**OBIETTIVO**
Secondo la pagina, quanti voti vengono ottenuti nel collegio uninominale di Canale d'Alba alle suppletive del 22 gennaio, e su quanti votanti?

**PAGINA**
..............................
Frequenta il seminario ad Alba, dove il 23 dicembre 1837 è ordinato presbitero. Proseguendo negli studi universitari, consegue il dottorato in sacra teologia e diritto civile ed ecclesiastico. Negli anni successivi ottiene gli incarichi di rettore del seminario e prefetto del Regio collegio d’Alba. Curiosamente troviamo il suo nome, indicato già come “canonico”, nell’annuario elettorale per la Camera dei Deputati del 1854. E’ candidato nel collegio uninominale di Canale d’Alba alle suppletive del 22 gennaio e ottiene 85 voti su 261 votanti, quindi ampiamente surclassato dall’avversario Ruggiero Gabaleone conte di Salmour, in seguito nominato segretario generale del Ministero delle Finanze.
..............................
**ESTRATTO DEI DATI**
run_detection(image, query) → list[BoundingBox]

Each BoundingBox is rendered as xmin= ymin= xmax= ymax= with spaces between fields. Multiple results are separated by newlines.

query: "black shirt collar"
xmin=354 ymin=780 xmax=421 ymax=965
..............................
**SOLUZIONE**
85 voti su 261 votanti.